◆ YOUR INSTRUCTIONS ◆
Please count the lines in the items below that contain the word "house", and give only that number.

################

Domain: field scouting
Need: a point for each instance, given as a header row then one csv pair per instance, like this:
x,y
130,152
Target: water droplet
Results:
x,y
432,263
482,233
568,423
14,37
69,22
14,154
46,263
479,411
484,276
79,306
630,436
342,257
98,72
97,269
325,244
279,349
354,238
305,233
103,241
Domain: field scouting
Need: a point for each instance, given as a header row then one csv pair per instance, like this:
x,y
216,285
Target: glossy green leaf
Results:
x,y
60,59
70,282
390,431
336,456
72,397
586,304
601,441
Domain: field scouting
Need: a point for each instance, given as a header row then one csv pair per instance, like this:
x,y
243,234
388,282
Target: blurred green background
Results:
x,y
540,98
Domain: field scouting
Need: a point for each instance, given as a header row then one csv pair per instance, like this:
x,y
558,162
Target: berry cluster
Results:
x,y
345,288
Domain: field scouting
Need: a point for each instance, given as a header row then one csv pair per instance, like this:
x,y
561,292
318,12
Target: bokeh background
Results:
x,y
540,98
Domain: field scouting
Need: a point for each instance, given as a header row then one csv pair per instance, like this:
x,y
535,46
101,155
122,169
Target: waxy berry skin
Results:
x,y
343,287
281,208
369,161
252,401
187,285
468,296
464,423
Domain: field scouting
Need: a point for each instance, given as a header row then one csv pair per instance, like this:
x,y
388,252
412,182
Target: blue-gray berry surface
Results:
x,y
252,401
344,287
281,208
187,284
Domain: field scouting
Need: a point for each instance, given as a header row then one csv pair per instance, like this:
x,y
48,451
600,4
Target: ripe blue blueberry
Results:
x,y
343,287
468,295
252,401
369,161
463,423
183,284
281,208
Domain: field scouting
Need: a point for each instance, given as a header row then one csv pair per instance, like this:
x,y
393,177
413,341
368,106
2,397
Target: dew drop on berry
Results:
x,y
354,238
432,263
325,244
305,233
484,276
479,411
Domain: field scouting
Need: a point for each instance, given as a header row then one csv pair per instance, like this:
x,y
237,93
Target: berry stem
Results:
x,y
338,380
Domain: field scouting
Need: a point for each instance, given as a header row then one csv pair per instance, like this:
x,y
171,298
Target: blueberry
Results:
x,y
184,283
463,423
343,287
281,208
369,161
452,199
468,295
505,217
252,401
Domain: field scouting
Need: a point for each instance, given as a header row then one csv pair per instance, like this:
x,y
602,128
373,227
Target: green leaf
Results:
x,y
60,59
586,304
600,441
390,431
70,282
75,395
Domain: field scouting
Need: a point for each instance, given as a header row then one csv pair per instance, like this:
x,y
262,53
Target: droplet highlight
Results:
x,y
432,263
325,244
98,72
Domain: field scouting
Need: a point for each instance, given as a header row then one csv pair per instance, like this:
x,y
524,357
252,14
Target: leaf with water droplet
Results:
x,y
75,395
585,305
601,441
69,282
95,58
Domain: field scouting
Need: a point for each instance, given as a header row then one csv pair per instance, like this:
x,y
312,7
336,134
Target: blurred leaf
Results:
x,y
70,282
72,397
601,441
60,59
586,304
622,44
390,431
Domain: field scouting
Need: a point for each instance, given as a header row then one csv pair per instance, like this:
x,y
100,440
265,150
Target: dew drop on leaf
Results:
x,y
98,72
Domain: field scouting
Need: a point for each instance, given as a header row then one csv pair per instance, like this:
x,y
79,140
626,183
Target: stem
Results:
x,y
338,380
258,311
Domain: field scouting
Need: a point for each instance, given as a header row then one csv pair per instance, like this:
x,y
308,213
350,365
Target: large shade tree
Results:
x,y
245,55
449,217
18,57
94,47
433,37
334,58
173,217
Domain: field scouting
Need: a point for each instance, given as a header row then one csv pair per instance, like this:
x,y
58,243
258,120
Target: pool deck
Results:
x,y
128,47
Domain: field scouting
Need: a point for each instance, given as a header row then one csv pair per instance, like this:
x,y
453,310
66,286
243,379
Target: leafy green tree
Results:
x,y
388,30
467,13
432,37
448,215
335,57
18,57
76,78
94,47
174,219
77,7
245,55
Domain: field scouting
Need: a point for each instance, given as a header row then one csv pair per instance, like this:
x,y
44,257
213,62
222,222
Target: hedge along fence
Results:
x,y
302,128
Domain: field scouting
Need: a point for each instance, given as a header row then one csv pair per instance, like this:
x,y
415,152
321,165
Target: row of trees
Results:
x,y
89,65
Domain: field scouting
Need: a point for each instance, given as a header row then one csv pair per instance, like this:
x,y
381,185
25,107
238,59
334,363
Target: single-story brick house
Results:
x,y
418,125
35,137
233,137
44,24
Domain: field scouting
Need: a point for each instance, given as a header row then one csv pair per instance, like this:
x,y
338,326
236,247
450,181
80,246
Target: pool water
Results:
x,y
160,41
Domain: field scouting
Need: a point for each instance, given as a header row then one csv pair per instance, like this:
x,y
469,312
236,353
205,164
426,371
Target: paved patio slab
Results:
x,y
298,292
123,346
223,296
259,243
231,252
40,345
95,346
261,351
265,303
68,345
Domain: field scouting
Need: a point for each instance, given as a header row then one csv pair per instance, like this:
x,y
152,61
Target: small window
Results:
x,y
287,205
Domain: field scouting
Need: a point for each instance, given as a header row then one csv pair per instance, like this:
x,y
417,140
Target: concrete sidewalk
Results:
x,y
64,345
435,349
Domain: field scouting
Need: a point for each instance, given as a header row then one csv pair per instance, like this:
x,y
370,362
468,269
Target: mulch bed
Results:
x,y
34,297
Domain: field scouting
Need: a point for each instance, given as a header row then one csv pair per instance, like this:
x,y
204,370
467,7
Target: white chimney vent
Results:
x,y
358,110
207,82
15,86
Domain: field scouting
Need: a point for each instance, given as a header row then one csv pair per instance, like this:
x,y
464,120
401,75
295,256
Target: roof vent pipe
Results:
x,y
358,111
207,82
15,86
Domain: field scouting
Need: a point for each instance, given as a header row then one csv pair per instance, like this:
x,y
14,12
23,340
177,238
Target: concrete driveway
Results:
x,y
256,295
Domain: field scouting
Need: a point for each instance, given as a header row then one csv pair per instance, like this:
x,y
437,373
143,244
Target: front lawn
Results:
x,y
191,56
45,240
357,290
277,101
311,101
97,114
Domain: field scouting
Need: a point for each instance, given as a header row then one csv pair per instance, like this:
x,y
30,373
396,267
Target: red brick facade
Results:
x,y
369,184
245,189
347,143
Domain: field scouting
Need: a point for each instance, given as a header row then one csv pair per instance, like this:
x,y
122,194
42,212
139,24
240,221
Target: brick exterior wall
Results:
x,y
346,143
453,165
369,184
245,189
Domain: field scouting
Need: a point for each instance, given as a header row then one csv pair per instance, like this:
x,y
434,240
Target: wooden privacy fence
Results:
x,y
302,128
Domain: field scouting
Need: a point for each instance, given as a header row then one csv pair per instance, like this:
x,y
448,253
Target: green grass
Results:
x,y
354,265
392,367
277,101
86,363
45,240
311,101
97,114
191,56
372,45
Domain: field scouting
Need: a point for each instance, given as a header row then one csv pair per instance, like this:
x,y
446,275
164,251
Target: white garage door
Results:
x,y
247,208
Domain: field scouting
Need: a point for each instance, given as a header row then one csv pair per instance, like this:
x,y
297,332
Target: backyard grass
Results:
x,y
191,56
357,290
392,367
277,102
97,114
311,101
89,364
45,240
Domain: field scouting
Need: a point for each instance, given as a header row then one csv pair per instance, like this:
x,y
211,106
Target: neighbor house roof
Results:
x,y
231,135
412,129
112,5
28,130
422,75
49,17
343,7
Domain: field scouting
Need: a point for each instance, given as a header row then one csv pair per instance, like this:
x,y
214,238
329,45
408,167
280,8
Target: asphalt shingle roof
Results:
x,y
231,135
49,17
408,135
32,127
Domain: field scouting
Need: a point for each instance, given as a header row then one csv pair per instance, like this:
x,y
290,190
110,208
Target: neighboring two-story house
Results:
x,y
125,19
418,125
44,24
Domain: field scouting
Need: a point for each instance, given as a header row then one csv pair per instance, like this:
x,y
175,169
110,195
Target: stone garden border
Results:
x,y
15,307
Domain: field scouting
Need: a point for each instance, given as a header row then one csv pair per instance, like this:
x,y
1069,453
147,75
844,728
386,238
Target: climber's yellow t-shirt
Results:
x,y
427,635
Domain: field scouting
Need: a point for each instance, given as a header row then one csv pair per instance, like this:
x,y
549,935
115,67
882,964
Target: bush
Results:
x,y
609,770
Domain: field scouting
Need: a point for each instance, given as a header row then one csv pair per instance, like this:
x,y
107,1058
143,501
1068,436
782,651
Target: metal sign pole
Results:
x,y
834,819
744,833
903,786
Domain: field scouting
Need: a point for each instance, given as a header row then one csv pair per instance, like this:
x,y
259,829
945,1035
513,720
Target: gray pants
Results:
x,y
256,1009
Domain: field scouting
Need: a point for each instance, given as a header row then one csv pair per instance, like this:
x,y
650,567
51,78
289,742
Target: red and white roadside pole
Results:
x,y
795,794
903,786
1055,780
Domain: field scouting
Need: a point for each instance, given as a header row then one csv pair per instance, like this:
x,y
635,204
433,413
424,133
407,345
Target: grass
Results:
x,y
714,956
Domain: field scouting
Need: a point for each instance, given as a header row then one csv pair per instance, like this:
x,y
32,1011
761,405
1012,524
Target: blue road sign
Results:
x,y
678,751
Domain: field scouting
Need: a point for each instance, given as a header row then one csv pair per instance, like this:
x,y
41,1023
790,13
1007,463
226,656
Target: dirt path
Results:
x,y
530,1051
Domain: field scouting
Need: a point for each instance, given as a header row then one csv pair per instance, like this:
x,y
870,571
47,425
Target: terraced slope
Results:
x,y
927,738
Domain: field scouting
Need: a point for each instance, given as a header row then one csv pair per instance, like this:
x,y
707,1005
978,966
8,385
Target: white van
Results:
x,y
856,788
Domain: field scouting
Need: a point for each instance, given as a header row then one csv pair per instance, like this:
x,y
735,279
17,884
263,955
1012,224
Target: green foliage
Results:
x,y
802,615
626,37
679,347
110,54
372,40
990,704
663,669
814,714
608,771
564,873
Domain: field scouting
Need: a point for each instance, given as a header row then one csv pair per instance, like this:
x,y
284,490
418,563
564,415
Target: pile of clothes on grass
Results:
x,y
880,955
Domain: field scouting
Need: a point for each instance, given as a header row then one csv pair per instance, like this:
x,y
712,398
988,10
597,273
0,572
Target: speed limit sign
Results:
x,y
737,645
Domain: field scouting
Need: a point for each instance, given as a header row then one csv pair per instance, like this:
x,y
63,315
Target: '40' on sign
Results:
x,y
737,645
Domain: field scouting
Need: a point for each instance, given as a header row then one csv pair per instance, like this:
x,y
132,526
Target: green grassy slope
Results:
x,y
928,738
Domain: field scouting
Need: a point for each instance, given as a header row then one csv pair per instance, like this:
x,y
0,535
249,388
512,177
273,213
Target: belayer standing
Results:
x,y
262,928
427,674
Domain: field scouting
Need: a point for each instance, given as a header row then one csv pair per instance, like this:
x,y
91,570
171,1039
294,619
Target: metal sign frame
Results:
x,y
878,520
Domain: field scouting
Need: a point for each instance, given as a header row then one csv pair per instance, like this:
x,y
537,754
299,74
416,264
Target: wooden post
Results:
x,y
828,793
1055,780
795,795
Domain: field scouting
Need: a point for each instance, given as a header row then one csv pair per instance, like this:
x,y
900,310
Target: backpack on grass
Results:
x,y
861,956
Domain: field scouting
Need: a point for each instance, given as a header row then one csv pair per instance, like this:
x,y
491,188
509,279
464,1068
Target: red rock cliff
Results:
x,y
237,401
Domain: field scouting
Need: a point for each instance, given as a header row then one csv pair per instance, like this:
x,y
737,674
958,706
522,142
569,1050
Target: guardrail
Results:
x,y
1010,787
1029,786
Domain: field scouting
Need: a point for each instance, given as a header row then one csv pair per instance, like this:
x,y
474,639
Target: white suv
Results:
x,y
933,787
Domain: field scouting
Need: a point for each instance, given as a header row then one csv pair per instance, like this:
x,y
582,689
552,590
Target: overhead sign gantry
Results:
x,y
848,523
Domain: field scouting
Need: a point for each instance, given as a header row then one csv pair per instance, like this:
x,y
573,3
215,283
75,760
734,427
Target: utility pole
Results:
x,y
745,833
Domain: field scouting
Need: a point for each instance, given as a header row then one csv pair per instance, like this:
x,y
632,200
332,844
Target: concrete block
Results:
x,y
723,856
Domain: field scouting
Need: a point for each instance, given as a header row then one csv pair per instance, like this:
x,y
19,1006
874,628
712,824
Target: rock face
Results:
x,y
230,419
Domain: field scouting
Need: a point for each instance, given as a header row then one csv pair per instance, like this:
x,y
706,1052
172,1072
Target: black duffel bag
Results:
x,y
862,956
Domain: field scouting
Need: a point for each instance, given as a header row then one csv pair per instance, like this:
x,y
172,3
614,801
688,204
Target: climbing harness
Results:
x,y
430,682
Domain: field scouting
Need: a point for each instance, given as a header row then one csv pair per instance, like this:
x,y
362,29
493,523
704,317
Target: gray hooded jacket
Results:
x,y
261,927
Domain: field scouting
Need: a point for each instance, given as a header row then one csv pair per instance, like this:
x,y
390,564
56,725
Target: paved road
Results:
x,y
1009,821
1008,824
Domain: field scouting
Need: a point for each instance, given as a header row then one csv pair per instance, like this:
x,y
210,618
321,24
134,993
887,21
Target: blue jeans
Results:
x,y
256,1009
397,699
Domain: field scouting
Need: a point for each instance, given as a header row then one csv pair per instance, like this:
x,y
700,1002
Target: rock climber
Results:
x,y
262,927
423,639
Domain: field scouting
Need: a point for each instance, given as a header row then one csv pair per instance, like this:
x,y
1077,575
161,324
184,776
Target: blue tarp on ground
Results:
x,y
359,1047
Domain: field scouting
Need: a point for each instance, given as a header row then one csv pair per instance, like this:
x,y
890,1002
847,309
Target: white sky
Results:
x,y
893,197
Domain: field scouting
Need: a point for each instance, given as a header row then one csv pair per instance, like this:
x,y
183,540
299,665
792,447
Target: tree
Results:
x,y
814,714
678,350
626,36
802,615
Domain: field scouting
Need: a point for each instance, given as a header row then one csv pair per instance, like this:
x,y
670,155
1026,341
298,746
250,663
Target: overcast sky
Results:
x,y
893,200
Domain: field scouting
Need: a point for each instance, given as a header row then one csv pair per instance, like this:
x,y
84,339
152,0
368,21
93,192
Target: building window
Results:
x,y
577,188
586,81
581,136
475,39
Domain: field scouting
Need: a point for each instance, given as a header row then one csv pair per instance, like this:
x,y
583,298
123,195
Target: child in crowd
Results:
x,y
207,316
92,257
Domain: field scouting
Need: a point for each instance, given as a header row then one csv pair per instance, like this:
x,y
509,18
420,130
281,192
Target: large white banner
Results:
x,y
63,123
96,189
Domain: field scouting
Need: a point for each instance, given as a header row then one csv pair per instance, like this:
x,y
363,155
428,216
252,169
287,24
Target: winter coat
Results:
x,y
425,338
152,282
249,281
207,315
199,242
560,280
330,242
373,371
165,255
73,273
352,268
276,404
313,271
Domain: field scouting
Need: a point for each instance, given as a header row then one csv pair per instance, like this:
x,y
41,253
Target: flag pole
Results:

################

◆ FINAL ANSWER ◆
3